Collection entries
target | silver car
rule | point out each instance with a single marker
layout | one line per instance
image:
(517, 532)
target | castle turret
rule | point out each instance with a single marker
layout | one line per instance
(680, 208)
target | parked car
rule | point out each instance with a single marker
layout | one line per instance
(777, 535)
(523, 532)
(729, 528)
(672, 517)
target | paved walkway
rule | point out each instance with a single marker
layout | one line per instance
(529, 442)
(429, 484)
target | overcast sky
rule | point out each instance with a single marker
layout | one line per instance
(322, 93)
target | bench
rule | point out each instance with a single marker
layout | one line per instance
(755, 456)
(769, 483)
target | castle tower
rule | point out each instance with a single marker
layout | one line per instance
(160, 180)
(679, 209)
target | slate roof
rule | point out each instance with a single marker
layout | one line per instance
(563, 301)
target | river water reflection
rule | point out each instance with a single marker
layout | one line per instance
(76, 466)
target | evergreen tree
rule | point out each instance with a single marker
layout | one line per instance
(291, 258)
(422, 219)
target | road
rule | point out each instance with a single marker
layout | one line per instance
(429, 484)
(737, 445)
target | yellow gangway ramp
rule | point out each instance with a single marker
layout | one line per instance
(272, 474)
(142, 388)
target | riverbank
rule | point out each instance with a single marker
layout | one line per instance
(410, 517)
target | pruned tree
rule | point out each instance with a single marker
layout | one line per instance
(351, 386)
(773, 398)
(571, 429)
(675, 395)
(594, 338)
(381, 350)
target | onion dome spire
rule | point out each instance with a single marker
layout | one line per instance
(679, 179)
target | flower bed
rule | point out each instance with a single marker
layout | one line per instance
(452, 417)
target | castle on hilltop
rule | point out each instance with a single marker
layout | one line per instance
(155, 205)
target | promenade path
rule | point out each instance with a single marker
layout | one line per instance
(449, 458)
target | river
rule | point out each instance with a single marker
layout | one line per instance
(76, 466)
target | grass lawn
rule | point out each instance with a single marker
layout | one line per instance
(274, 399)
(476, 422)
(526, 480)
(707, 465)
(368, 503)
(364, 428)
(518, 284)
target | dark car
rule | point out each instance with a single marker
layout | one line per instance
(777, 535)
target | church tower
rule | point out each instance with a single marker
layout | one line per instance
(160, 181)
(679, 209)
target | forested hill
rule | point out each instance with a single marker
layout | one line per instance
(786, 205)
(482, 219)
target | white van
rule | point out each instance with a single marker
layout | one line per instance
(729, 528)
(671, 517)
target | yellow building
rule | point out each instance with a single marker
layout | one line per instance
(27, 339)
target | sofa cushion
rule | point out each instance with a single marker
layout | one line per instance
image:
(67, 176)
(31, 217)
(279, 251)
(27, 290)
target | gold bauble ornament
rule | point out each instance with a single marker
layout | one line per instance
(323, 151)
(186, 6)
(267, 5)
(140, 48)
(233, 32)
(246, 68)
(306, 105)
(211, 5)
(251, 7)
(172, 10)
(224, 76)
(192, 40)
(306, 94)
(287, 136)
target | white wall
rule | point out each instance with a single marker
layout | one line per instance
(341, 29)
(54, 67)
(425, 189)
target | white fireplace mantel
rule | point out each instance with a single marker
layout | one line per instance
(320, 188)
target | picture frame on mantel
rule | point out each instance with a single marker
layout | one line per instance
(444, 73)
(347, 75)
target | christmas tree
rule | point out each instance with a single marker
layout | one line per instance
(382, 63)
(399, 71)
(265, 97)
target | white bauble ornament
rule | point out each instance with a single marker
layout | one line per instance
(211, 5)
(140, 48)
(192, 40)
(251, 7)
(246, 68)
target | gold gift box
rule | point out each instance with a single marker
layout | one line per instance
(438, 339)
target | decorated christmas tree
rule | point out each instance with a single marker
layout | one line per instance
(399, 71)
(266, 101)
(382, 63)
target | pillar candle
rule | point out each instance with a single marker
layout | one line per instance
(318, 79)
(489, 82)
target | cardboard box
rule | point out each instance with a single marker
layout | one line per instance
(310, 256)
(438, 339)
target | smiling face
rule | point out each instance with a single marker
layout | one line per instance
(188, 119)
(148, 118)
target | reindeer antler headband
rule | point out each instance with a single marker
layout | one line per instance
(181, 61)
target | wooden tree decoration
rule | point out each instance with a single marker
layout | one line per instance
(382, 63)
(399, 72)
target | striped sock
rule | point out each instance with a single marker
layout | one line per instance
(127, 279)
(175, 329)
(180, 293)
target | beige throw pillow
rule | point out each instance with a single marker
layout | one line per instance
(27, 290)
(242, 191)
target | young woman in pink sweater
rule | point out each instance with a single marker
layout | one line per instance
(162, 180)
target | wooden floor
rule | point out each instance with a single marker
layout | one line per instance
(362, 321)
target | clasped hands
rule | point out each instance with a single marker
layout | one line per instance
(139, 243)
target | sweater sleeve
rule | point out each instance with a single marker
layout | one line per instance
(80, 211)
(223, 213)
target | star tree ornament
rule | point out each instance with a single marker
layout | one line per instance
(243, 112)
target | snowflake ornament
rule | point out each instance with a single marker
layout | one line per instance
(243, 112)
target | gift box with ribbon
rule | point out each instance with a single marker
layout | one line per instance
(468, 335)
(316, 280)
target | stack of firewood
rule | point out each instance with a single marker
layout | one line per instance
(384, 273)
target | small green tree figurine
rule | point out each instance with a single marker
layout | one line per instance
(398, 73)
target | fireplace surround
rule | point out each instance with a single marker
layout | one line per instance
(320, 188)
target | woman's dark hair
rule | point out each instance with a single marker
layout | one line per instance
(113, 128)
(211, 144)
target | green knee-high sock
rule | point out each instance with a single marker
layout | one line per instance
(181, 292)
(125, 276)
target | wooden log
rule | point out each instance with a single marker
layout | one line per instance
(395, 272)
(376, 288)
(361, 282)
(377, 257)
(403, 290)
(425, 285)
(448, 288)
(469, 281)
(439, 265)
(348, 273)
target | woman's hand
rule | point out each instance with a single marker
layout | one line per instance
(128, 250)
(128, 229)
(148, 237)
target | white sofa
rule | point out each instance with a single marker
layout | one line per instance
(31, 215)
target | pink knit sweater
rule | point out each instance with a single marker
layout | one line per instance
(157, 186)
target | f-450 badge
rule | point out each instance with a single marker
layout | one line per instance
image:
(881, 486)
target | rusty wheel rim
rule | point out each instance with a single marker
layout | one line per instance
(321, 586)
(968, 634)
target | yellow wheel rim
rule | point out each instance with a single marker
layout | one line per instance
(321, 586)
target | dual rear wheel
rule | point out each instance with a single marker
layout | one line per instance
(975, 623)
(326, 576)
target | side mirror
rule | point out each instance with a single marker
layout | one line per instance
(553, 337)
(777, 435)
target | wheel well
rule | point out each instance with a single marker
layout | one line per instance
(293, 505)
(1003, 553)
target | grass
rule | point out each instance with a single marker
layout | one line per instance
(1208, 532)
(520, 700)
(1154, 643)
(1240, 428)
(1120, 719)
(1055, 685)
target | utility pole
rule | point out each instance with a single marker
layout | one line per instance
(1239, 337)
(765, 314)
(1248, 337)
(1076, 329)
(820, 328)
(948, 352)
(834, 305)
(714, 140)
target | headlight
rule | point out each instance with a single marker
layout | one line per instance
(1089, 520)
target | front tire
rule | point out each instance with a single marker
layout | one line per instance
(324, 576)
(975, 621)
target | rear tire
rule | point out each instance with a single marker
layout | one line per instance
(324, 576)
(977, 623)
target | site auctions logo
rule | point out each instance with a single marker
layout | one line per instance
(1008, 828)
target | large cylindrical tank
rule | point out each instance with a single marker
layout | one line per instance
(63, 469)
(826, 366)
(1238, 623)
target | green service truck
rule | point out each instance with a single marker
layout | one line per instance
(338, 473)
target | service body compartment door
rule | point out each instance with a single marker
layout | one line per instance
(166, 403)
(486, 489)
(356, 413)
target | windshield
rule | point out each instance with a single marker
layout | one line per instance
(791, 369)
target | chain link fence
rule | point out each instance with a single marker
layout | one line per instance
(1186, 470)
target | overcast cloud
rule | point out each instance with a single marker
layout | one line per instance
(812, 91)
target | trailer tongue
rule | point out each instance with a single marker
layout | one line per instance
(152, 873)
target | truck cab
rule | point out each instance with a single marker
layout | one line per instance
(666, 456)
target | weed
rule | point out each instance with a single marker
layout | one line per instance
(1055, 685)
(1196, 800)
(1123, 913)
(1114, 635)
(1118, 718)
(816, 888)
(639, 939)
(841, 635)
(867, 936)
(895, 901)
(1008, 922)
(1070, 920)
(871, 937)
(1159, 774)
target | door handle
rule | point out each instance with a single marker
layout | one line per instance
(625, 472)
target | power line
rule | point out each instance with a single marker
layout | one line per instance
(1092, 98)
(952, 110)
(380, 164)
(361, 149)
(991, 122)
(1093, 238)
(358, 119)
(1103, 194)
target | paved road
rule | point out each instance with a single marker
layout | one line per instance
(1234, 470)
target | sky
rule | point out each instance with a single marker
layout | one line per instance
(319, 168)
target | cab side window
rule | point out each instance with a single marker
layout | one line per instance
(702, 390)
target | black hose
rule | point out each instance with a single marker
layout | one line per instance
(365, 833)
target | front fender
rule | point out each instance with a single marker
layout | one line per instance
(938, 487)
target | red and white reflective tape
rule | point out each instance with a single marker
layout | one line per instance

Problem to work on: Up to and including the line with "target | onion dome spire", print every line of the records from the start.

Written solution:
target | silver car
rule | point out each instance with a single marker
layout | one line per instance
image:
(517, 532)
target | castle turret
rule | point out each instance with a single marker
layout | one line per instance
(680, 208)
target | parked car
rule | point out each instance with a single marker
layout | one line per instance
(777, 535)
(523, 532)
(729, 528)
(672, 517)
target | paved walkway
rule | point out each instance with a single marker
layout | one line per instance
(529, 442)
(429, 484)
target | overcast sky
rule | point out each instance with a single marker
layout | one line per instance
(322, 93)
target | bench
rule | point out each instance with a single marker
layout | one line per instance
(755, 456)
(769, 483)
target | castle tower
rule | point out each instance with a single marker
layout | one line per instance
(160, 180)
(679, 209)
target | slate roof
rule | point out each instance with a single marker
layout | one line per instance
(563, 301)
target | river water reflection
rule | point out each instance with a single marker
layout | one line per instance
(76, 466)
target | evergreen tree
rule | point out each instance with a single marker
layout | one line per instance
(291, 258)
(422, 219)
target | road
rule | point out each instance with a single marker
layout | one line per instance
(429, 484)
(737, 445)
target | yellow gangway ramp
rule | point out each instance with a single marker
layout | one line per instance
(272, 474)
(142, 388)
target | riverbank
rule | point out each instance with a single marker
layout | one line per instance
(410, 517)
target | pruned tree
rule | point out each instance with a single marker
layout | one line per instance
(351, 386)
(773, 398)
(571, 429)
(675, 395)
(594, 338)
(381, 350)
target | onion dome spire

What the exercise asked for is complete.